*Document text:*
■ ■ ■ ■ ■

This past week, our Pastor preached on Romans 13:11-12 and the theme of the message was to redeem the time. This spurred a thought to go back to the Resolutions of Jonathan Edwards. In researching it, I ran across a frequent criticism of many Puritans and puritanical writers was that they were darkly obsessed with death.
About 10 years ago, I was speaking with someone who had just gone through learning about the Puritans in their high school history class. Predictably, they were not presented in a positive fashion. They tended to be shown as full of hatred and dour in attitude. It is a topic within itself to come to a proper understanding of the Puritans. Certainly, there were those who came to unfortunate and wrong conclusions with how they applied doctrine, but it is helpful to review some of these accusations.
A classic critique of the Puritans was that they were obsessed with death, to a depressing degree. Amusingly, the ‘Y’ in the New England Primer featured this line: “While Youth do cheer, death may be near.” Happy thoughts! This was how they taught the ABCs!
When reviewing Jonathan Edwards’ resolutions, many of them have the thought of death woven in. He wanted to live with a perpetual thought of when he would ‘come into the future world’. Here is an example: “Resolved, that I will live so as I shall wish I had done when I come to die.”
The time that Edwards lived in was a time where death was a constant reality. Life was hard and often short for the average colonial citizen. They lacked medical advancements and technology we depend on and take for granted. Ironically, it was an epidemic that brought Edwards’ own life to an end, as he died after complications from a small pox vaccination. Sickness, pain, and death were a constant presence. Today, we shuffle our sick and dying to hospitals and hospices. Many of the aged and afflicted are relegated to nursing homes, often isolating us from the surety of death.

■ ■ ■ ■ ■

*Extracted data:*

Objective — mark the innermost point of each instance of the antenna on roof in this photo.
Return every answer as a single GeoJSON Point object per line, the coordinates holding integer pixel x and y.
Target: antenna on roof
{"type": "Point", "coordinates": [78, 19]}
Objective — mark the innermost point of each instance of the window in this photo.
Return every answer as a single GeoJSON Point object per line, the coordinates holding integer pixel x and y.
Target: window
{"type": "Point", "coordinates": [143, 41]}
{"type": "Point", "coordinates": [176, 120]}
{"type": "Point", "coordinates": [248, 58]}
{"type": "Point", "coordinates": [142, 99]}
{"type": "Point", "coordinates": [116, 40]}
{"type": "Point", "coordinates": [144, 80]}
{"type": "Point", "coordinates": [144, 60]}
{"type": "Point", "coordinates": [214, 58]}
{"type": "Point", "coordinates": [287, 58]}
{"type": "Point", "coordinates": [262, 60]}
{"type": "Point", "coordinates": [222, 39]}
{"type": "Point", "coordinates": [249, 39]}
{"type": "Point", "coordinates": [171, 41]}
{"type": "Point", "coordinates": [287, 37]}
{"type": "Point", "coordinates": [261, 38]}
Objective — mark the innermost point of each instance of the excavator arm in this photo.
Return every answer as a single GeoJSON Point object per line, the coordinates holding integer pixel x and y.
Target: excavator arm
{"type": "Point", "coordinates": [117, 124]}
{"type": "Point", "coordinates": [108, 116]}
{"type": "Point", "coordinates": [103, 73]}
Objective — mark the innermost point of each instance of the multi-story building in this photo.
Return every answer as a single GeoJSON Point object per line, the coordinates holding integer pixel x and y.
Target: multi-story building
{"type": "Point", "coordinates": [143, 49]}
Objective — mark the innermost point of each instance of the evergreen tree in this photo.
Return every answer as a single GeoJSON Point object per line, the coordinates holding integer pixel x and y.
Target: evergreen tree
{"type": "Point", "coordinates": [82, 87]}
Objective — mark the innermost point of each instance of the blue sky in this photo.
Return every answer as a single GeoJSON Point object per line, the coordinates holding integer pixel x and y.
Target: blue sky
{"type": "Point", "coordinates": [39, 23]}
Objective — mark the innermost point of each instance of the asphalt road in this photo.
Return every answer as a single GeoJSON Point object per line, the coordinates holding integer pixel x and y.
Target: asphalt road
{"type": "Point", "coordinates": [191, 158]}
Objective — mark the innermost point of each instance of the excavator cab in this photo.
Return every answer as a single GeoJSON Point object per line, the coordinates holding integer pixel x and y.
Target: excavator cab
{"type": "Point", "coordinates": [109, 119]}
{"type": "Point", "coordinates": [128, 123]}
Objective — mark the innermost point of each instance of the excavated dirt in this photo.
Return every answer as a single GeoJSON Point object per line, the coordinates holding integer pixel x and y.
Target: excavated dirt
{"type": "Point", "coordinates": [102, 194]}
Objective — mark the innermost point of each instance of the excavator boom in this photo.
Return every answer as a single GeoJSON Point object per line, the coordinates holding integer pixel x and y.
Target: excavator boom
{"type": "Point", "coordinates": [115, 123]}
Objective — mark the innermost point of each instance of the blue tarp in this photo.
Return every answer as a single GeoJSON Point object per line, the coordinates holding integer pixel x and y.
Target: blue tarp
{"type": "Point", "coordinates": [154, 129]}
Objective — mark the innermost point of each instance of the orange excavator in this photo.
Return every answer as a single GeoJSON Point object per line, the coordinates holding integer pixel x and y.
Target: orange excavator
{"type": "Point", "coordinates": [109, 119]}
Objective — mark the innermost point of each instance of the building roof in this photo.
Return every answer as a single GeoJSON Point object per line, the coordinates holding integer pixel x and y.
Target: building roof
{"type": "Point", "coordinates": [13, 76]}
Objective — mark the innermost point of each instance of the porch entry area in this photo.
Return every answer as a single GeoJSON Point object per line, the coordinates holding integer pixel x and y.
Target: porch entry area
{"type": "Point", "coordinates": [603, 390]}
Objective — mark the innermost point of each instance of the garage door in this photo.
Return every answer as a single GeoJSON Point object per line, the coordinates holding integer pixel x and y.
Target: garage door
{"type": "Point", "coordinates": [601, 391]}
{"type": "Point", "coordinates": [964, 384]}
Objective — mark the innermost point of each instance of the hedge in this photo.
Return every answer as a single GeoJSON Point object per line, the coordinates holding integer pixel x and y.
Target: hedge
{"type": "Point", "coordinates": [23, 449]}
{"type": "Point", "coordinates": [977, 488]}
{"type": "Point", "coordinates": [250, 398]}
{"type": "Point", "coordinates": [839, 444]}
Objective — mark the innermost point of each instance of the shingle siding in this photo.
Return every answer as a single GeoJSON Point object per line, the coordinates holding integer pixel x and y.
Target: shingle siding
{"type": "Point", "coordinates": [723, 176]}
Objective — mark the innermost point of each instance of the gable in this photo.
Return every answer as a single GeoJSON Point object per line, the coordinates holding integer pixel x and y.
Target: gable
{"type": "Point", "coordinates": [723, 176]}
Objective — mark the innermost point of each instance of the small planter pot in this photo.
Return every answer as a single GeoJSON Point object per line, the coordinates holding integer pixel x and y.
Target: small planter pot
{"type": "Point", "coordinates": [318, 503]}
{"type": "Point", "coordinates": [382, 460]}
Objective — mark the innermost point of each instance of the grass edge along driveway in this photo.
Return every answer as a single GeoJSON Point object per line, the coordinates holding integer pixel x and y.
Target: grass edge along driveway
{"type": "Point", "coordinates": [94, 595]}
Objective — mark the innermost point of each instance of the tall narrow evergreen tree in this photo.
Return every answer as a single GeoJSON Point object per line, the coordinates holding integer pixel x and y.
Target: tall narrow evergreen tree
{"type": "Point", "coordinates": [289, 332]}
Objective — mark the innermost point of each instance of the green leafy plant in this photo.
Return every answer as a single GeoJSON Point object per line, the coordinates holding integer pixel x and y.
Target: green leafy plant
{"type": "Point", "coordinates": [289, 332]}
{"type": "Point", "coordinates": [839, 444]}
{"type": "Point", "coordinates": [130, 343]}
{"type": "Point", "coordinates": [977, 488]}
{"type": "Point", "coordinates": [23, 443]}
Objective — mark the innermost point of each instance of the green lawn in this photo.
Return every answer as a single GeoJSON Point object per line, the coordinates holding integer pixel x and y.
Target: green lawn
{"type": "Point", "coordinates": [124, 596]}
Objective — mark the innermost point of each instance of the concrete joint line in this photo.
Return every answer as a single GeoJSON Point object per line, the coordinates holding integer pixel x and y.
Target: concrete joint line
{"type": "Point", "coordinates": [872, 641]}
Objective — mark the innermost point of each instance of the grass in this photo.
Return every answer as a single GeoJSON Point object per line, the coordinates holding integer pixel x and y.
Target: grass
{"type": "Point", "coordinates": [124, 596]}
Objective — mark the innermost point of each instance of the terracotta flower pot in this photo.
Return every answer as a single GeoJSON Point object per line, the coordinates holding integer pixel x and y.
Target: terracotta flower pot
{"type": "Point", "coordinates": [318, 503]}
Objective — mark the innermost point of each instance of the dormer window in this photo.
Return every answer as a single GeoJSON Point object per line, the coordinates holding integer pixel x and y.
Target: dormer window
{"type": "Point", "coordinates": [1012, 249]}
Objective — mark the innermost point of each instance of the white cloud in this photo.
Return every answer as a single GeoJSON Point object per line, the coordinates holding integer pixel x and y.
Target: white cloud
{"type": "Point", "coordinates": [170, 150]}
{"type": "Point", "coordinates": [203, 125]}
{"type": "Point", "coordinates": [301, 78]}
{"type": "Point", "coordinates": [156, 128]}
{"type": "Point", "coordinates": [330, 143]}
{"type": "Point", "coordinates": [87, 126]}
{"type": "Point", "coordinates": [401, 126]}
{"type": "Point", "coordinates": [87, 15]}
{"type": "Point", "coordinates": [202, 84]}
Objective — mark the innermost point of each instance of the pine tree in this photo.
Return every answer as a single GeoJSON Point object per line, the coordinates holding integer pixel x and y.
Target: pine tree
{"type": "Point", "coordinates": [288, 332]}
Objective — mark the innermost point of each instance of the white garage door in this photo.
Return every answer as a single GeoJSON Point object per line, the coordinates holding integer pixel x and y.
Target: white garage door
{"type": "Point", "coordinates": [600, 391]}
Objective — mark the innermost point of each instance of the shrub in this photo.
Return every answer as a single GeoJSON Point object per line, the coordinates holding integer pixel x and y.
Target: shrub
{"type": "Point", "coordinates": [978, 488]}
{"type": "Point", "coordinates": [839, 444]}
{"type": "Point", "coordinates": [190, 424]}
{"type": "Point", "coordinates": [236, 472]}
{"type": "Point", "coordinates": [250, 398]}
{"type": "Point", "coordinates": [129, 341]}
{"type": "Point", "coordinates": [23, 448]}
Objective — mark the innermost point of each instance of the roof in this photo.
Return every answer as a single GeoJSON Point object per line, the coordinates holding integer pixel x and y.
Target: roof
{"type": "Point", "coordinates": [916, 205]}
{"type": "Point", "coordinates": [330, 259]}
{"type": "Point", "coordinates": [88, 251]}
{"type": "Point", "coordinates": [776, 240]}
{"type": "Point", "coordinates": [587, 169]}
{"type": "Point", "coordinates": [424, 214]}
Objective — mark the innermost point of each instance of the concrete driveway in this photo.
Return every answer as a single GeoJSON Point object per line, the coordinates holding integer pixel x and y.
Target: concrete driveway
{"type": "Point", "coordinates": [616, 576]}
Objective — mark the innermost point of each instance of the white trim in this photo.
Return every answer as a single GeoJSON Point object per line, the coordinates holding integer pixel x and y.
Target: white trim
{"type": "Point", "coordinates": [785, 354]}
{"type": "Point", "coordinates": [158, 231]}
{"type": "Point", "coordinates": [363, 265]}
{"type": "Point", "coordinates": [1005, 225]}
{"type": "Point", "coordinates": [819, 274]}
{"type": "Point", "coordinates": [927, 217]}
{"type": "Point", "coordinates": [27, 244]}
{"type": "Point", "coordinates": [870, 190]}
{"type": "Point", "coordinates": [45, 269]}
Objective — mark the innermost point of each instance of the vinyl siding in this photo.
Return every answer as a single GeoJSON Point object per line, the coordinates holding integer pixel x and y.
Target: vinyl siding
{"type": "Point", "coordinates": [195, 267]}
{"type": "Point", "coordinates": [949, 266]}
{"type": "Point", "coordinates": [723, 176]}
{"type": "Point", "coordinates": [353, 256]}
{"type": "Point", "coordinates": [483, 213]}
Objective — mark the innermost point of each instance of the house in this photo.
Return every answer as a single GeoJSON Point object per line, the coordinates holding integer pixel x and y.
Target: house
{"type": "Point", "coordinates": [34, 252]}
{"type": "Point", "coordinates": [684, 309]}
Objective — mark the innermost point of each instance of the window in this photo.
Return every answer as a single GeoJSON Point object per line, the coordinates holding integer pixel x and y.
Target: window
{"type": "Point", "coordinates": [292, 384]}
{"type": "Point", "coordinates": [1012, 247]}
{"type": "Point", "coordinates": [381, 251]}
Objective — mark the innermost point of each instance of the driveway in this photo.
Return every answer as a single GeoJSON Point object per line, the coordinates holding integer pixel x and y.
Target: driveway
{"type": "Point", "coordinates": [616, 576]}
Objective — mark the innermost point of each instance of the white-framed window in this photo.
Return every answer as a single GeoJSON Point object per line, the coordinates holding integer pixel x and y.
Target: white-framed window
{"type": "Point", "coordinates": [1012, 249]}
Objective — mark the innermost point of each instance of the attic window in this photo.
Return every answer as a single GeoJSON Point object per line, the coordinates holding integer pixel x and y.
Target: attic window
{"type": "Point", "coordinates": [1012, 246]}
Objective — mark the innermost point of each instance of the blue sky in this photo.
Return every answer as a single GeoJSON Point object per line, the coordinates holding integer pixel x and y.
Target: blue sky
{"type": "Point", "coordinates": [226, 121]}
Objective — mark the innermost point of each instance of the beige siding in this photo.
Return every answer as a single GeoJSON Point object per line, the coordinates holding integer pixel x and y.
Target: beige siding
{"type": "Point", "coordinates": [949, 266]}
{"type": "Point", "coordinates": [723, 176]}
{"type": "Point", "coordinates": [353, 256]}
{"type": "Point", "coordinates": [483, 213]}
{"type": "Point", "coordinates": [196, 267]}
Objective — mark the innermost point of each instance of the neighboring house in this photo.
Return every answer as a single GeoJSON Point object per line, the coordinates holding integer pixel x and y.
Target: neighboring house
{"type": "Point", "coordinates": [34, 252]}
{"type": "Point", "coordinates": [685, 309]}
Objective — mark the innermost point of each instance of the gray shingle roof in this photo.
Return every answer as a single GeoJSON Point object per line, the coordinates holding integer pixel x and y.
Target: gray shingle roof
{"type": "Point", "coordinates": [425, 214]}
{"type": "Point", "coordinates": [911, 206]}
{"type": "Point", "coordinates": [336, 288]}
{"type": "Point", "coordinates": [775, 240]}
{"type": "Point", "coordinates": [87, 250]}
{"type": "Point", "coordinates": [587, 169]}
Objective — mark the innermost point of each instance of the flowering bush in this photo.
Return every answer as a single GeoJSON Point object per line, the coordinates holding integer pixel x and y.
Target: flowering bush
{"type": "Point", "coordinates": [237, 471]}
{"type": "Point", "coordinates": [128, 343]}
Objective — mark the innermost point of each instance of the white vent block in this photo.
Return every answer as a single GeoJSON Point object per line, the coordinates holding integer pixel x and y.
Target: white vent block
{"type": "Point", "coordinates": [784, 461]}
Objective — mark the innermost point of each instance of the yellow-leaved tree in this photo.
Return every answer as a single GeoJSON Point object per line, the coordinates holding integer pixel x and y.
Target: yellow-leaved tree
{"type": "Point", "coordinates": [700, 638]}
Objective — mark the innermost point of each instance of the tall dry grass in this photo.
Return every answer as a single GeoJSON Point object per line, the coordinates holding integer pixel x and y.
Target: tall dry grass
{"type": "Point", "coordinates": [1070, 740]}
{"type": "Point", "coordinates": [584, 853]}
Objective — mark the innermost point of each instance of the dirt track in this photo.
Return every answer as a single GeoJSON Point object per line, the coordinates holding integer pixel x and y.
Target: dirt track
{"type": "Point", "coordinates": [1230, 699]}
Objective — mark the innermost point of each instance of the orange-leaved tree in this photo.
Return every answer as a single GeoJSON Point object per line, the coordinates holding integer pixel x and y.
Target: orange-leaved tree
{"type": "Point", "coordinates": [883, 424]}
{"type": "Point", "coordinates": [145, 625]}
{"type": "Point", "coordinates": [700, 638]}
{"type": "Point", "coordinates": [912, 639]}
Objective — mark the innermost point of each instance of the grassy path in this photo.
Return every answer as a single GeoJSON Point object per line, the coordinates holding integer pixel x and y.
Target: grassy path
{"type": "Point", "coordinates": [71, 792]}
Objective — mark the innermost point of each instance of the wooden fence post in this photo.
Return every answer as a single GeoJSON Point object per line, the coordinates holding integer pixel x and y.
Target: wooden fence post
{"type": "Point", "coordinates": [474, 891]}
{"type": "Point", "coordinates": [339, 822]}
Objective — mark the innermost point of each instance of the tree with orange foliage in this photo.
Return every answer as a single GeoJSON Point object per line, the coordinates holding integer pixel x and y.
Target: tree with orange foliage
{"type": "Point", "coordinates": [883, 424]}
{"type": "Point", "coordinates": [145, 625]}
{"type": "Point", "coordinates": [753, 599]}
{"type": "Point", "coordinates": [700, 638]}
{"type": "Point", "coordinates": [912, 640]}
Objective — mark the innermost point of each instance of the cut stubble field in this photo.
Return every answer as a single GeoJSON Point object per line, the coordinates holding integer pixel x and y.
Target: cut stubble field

■ ■ ■ ■ ■

*Exercises:*
**a.** Reproduce the passage of the essay on the Puritans that begins at the words "About 10 years" and stops after the words "taught the ABCs!".
**b.** Name every place the essay on the Puritans says the sick, dying, aged, or afflicted are sent today.
**c.** Write what comes next in the essay on the Puritans, continuing after its final sentence.
The rows above are separate material and do not belong to the essay on the Puritans.

*Responses by item number:*
**a.**
About 10 years ago, I was speaking with someone who had just gone through learning about the Puritans in their high school history class. Predictably, they were not presented in a positive fashion. They tended to be shown as full of hatred and dour in attitude. It is a topic within itself to come to a proper understanding of the Puritans. Certainly, there were those who came to unfortunate and wrong conclusions with how they applied doctrine, but it is helpful to review some of these accusations.
A classic critique of the Puritans was that they were obsessed with death, to a depressing degree. Amusingly, the ‘Y’ in the New England Primer featured this line: “While Youth do cheer, death may be near.” Happy thoughts! This was how they taught the ABCs!

**b.** hospitals, hospices, nursing homes

**c.**
If there was ever a time where we could sympathize about thinking so much of death, it is today! Each night we are updated with new death totals due to the Covid-19 virus. We see hospitals who are bringing in freezer trucks just to store the dead bodies that are piling up. It takes either someone we know, can relate to, or a celebrity we are familiar with to take the possibility of death seriously. We are not able to avoid it like we typically do.
I think we would be better off to always have the hint of death in our minds. We should be aware that we are but a vapor, here today and gone tomorrow. Our society has attempted to build itself a culture insulated from death. We need to bring it back in. None of us know our days, but God does. It is that reality that men and women like Jonathan Edwards lived with, and we must to.